[DATASET EXTRACT]
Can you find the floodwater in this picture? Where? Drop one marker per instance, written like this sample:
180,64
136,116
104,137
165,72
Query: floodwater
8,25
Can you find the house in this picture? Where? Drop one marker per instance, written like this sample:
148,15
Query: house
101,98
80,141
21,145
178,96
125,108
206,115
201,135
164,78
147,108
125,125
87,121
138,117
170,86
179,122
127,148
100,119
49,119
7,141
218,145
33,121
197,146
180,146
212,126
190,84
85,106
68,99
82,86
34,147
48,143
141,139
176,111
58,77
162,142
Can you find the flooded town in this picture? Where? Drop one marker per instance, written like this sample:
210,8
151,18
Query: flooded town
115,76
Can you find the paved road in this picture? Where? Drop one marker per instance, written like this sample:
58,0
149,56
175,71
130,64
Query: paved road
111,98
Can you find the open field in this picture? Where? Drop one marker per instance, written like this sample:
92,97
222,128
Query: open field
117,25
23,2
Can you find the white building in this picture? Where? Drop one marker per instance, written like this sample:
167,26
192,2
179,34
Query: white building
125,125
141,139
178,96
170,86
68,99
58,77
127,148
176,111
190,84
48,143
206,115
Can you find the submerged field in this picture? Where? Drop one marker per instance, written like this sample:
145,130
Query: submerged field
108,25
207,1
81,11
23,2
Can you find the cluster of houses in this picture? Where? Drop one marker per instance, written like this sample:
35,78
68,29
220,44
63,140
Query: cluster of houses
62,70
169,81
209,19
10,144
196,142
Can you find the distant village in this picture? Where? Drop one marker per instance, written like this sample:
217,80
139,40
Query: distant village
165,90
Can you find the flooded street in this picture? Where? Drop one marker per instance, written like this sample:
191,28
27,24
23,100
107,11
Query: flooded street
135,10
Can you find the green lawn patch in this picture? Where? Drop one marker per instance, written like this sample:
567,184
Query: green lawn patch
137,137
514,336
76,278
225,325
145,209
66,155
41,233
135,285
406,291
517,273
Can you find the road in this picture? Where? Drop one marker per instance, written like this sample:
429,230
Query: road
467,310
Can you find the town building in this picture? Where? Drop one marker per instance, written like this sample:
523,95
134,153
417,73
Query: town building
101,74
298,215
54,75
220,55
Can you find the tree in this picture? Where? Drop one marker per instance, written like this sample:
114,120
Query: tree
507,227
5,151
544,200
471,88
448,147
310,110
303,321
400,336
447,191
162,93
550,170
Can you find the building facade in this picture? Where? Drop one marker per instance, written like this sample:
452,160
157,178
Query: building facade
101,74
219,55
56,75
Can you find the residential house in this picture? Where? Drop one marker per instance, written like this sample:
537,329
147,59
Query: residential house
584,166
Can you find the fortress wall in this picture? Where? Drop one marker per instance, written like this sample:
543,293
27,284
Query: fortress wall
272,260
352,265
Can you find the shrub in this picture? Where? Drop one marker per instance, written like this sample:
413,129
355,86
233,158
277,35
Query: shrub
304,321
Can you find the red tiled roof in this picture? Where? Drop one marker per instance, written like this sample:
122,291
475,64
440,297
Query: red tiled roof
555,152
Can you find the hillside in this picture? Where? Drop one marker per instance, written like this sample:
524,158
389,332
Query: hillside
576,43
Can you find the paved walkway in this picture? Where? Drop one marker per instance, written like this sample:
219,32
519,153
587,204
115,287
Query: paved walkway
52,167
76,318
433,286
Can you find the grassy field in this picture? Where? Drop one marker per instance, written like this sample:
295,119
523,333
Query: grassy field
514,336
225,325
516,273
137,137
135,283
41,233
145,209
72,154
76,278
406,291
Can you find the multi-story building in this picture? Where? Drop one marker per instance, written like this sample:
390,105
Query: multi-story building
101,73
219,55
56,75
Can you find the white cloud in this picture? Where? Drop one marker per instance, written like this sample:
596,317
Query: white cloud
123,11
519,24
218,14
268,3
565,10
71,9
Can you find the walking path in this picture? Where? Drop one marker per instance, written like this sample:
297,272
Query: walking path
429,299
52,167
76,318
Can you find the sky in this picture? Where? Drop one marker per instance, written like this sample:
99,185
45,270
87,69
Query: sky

[TO DO]
Word for word, restate all of the data shown above.

[OUTPUT BELOW]
Can you find the floodwater in this picture? Where? Drop one marker per instance, written like this sample:
180,64
136,116
104,137
165,72
Query: floodwater
8,25
Can you find the house in this picture? Where? Drop one marker per instance, written like this sample:
148,15
Query: house
101,98
80,141
21,145
178,96
125,108
206,115
201,135
164,78
147,108
125,125
87,121
138,117
170,86
179,122
127,148
100,119
49,119
7,141
218,145
33,121
197,146
180,146
212,126
190,84
85,106
68,99
82,86
34,147
48,143
141,139
176,111
58,77
162,142
Can you find the flooded town in this picture? Where? Drop one marker per instance, written like this sample:
210,8
151,18
Query: flooded town
115,76
Can you find the paved road in this picture? Where? Drop one marker per instance, written like this sample:
58,0
149,56
175,71
130,64
Query: paved road
111,98
Can you find the open field in this picture? Where? Drop one marker per instance, written like this sample:
92,97
222,128
Query: open field
117,25
23,2
Can you find the white building in this picture? Where? Drop one marker per instance, written like this sample:
167,26
192,2
179,34
Query: white building
125,125
141,139
178,96
170,86
68,99
58,77
127,148
176,111
190,84
48,143
206,115
Can you find the submerged field in this picture? Where? Drop one marker per instance, written like this sample:
145,130
Query: submerged field
108,25
207,1
81,11
23,2
Can you find the cluster of houses in this picture? Where? Drop one marker per instance, written like this sample:
35,78
68,29
220,44
63,140
Query: cluster of houses
62,70
169,81
209,19
10,144
196,142
Can you find the distant village in this picture? Where? Drop one marker per instance, written like this sample:
217,80
139,40
Query: distant village
165,90
Can you find the flooded street in this picture? Where? Drop one marker per instance, written like this sample:
191,28
27,24
23,100
107,11
Query: flooded street
135,10
Can you find the green lawn patch in this picture? Where? Drop one marker per instance, written like this sample:
567,184
Query: green lawn patch
137,137
514,336
76,278
225,325
145,209
66,155
41,233
135,285
406,291
517,273
Can you find the road in this picture? Where? Drop one marker per instance, written like this sample:
429,230
Query: road
467,310
Can you find the town building in this picture? Where? Drop one marker per instance, written like this sample:
523,95
134,153
417,73
Query: town building
101,74
298,215
54,75
220,55
Can you find the tree in this picture? Where? Drop one marker per instance, written like this sample:
114,120
Query: tree
507,227
5,151
544,200
471,88
448,147
310,110
303,321
400,336
447,191
162,93
550,170
Can you find the building facade in this picture? Where? Drop one marker per instance, written like this sample:
452,160
157,178
Query: building facade
101,74
219,55
56,75
Can you find the residential house in this picture? Where? Drop one marker per instance, written like this sample:
537,329
147,59
Query: residential house
584,166
Can you find the fortress wall in this picture? Where? Drop one marker per instance, written like this sample:
543,293
27,284
Query: fortress wall
272,260
352,265
Can you find the shrub in this picture? Where? Drop one marker per instance, written like this sample:
413,129
355,86
233,158
277,35
Query: shrub
304,321
Can you find the red tiled roof in this picture? Where? Drop one marker per instance, written like this sample:
122,291
475,64
440,297
Query: red tiled roof
555,152
Can you find the hillside in this picture? Where? Drop one marker per instance, written like this sample:
524,158
389,332
Query: hillside
576,43
Can you find the paved walkway in this picture? Where? Drop one marker per instance, written like this sample:
219,32
519,153
587,204
115,287
Query: paved walkway
52,167
76,318
433,286
Can you find the grassy field in this picture? Where? Drop one marker per instance, written like this sample:
295,119
523,333
Query: grassy field
514,336
225,325
516,273
137,137
135,283
41,233
145,209
72,154
76,278
406,291
Can you find the multi-story building in this picture? Where? Drop one marker per instance, written like this sample:
390,105
Query: multi-story building
101,73
219,55
56,75
Can you find the white cloud in this picture? Where? Drop one marker per instance, written like this sample:
596,317
Query: white cloud
123,11
519,24
218,14
268,3
565,10
71,9
Can you find the walking path in this picture? Where? Drop one marker per instance, written like this sample:
297,272
Query: walking path
429,299
52,167
76,318
Can you find the sky in this picture? Where? Drop one marker per instance, written like this sample:
99,185
45,270
87,69
Query: sky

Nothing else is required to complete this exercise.